[Dataset entries]
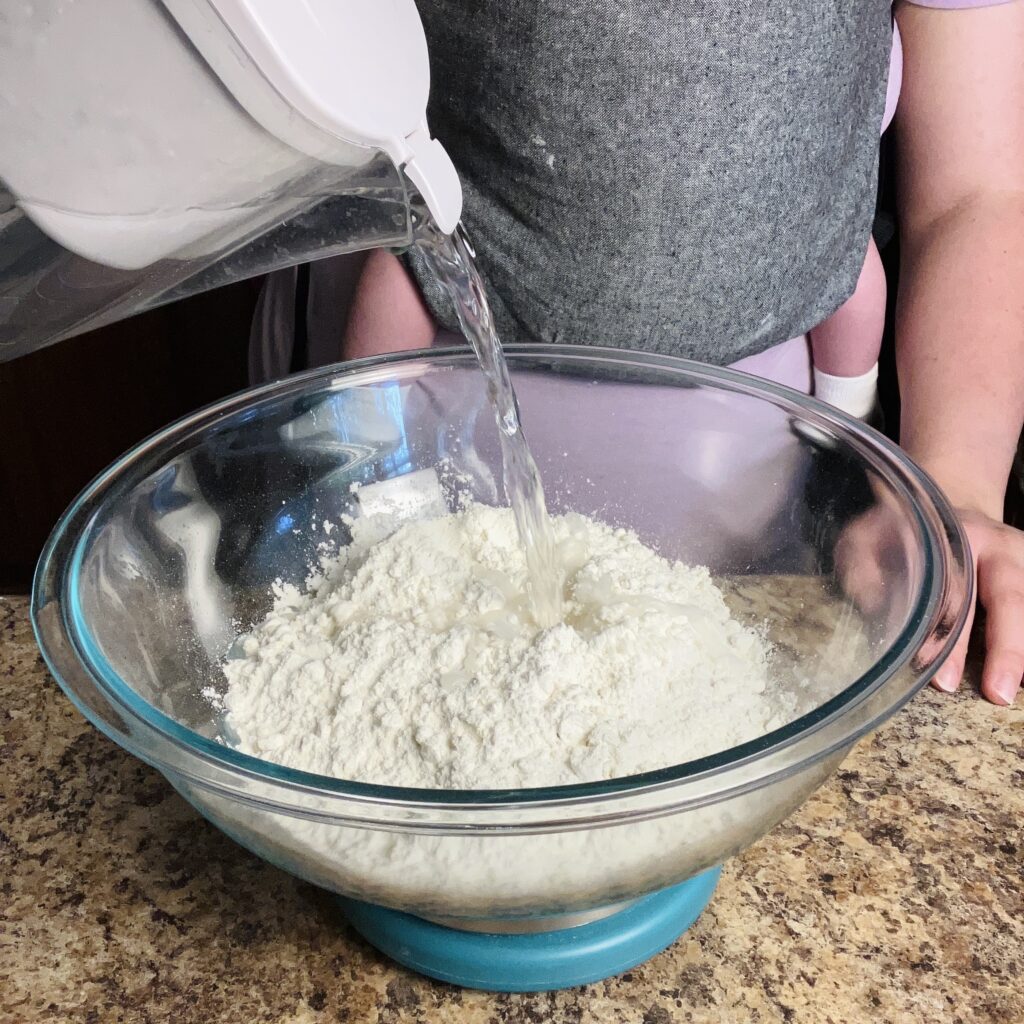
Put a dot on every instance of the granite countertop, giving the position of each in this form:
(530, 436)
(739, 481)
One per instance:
(896, 894)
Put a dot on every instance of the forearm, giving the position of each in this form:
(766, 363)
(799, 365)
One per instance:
(961, 347)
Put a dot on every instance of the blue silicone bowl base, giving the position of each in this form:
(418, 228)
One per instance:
(539, 962)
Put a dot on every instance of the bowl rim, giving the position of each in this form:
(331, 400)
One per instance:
(935, 523)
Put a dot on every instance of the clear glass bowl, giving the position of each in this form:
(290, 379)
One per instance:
(815, 527)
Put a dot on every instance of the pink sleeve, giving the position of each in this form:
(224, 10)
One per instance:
(896, 61)
(957, 4)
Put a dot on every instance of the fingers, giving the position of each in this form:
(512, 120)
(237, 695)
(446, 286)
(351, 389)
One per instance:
(858, 562)
(950, 675)
(1001, 591)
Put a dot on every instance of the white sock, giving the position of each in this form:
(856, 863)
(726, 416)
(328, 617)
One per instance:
(854, 395)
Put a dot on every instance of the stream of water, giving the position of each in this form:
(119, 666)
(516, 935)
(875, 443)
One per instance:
(451, 260)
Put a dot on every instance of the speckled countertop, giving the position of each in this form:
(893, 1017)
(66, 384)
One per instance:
(896, 894)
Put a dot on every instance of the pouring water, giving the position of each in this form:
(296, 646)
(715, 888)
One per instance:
(451, 260)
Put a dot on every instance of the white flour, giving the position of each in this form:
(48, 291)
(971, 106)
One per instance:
(412, 660)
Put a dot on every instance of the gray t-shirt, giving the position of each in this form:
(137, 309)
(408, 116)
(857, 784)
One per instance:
(688, 177)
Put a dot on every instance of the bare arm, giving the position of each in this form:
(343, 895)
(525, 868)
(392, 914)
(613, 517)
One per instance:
(961, 310)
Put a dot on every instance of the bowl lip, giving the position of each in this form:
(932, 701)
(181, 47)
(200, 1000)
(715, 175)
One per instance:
(888, 460)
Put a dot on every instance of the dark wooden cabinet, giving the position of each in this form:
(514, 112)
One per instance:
(70, 410)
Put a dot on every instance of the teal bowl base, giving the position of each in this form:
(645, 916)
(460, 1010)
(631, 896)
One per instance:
(542, 961)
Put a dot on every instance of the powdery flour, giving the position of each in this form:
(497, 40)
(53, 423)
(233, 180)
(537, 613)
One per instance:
(412, 659)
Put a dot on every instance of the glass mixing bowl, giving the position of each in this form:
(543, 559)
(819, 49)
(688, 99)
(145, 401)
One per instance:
(816, 528)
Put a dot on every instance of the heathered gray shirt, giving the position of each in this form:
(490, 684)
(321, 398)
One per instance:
(687, 177)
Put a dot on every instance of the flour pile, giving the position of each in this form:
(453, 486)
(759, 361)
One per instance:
(412, 659)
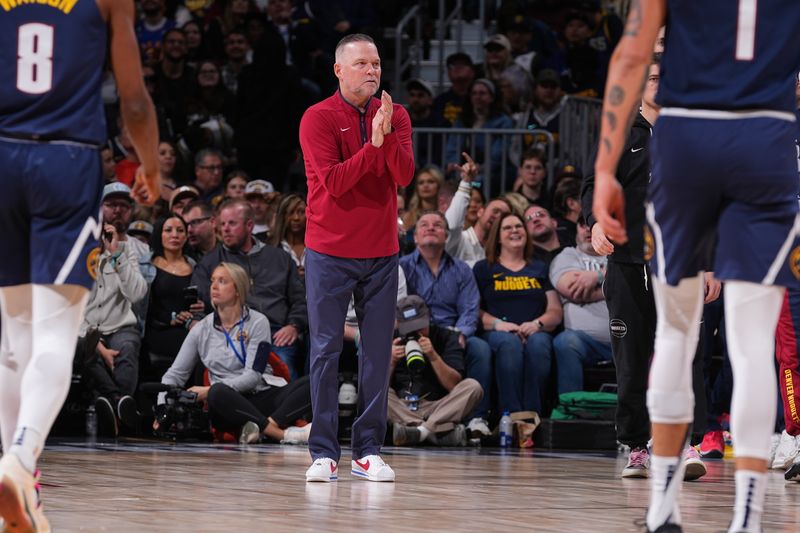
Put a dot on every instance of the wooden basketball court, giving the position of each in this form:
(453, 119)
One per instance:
(150, 486)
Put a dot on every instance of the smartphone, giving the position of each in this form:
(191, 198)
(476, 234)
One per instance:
(190, 296)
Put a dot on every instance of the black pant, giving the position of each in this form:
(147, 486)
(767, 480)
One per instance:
(632, 313)
(229, 410)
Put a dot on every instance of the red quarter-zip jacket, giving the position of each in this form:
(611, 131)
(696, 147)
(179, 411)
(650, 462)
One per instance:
(352, 186)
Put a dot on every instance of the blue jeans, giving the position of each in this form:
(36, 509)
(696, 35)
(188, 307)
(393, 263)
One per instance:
(574, 350)
(479, 368)
(521, 369)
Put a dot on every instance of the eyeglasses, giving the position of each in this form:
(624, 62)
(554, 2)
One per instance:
(197, 221)
(512, 227)
(537, 214)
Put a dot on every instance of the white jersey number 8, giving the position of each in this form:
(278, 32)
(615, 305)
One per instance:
(35, 58)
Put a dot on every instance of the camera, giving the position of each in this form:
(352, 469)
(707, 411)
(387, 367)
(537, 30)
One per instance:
(181, 417)
(190, 296)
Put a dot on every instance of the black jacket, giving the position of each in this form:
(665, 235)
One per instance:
(633, 173)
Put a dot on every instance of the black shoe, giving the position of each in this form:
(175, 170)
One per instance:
(106, 418)
(793, 474)
(127, 412)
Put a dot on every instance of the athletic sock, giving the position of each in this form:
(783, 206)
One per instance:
(751, 489)
(666, 476)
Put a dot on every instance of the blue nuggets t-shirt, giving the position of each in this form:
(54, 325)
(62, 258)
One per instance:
(513, 296)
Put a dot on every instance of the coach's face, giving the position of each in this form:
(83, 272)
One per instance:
(358, 68)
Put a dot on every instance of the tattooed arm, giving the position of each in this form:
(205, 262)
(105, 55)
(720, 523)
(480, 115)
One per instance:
(626, 75)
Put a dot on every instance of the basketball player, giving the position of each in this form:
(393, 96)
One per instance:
(52, 56)
(724, 172)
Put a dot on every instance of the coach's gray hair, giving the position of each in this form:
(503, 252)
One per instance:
(352, 38)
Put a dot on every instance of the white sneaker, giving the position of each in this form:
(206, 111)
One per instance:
(296, 435)
(373, 468)
(323, 469)
(20, 506)
(788, 449)
(695, 468)
(478, 427)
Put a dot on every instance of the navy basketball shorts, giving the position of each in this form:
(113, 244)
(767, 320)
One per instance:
(49, 212)
(722, 197)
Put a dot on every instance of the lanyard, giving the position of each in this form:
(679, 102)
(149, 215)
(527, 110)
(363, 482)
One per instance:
(241, 357)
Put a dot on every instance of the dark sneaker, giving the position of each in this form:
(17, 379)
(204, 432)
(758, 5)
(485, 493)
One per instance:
(106, 418)
(127, 413)
(403, 435)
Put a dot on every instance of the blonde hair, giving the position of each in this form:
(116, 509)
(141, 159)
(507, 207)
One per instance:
(240, 280)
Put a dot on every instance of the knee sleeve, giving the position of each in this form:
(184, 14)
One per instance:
(670, 399)
(751, 315)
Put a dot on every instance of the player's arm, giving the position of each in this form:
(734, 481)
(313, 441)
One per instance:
(626, 75)
(135, 103)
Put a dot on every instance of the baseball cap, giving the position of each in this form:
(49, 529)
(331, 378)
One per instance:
(459, 57)
(548, 75)
(498, 39)
(117, 189)
(258, 187)
(412, 314)
(183, 192)
(419, 83)
(140, 227)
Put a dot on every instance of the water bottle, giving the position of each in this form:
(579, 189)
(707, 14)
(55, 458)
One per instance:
(91, 422)
(506, 430)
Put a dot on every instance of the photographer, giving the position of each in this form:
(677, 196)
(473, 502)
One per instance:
(112, 369)
(233, 343)
(428, 396)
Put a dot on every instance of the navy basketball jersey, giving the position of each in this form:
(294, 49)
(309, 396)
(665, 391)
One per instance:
(731, 54)
(51, 58)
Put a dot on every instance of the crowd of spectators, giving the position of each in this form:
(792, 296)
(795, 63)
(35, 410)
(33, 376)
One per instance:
(230, 81)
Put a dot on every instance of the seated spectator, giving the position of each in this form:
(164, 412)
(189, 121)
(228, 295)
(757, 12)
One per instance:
(532, 178)
(428, 147)
(425, 196)
(201, 222)
(448, 289)
(169, 313)
(541, 227)
(261, 196)
(235, 184)
(277, 290)
(577, 273)
(290, 230)
(519, 309)
(567, 208)
(112, 369)
(467, 244)
(428, 396)
(233, 344)
(461, 73)
(483, 110)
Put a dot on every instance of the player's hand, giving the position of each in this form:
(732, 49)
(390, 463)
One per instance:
(712, 289)
(377, 128)
(110, 238)
(146, 187)
(285, 336)
(600, 242)
(388, 110)
(609, 207)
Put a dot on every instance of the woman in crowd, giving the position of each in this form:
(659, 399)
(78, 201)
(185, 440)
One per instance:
(290, 229)
(168, 315)
(235, 184)
(519, 309)
(233, 344)
(482, 110)
(427, 184)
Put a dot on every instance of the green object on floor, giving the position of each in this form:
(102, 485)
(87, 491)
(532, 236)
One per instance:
(585, 405)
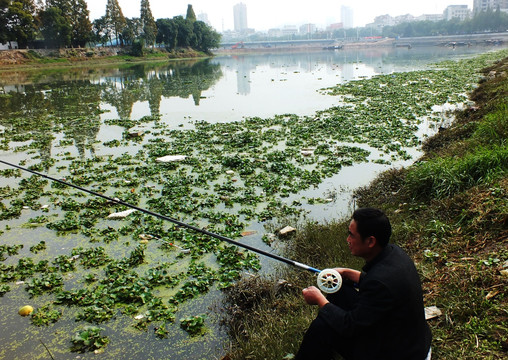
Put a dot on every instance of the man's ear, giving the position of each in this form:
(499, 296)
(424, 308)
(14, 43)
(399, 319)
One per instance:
(371, 241)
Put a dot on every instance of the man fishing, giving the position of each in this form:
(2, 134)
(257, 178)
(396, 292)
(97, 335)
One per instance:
(378, 313)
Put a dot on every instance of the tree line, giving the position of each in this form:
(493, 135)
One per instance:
(66, 23)
(484, 21)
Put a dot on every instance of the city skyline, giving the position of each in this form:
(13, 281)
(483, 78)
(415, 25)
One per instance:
(264, 15)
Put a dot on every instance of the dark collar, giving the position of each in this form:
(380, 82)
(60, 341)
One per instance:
(383, 254)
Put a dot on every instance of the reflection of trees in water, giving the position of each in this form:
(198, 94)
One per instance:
(145, 83)
(37, 114)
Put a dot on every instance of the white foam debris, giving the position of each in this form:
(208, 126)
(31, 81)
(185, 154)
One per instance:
(121, 215)
(171, 158)
(287, 230)
(431, 312)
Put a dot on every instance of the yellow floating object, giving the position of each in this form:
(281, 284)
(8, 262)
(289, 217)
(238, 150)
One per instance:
(25, 310)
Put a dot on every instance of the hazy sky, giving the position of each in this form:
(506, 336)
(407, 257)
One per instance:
(266, 14)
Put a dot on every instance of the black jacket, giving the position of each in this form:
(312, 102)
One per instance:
(388, 322)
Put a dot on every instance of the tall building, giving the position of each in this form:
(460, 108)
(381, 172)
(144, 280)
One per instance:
(240, 15)
(308, 29)
(484, 5)
(346, 17)
(460, 12)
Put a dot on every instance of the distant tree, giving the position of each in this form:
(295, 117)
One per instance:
(133, 30)
(185, 36)
(80, 23)
(55, 28)
(77, 14)
(191, 16)
(167, 33)
(206, 38)
(100, 31)
(4, 6)
(148, 23)
(20, 22)
(115, 19)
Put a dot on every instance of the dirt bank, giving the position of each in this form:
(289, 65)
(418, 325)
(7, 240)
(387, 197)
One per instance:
(27, 59)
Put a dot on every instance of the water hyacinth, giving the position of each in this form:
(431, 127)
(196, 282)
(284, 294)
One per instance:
(228, 177)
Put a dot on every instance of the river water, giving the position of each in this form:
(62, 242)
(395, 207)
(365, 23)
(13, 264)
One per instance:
(88, 108)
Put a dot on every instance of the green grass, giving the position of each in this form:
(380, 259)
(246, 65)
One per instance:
(449, 211)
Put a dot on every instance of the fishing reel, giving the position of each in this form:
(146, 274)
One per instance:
(329, 281)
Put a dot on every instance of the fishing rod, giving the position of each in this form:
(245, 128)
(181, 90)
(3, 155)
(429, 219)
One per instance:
(328, 280)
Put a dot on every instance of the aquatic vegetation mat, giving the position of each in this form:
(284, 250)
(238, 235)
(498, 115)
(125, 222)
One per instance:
(83, 261)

■ What is being asked
Count, in the data above, the lines that hold "sock". Return only that count.

■ Exercise result
2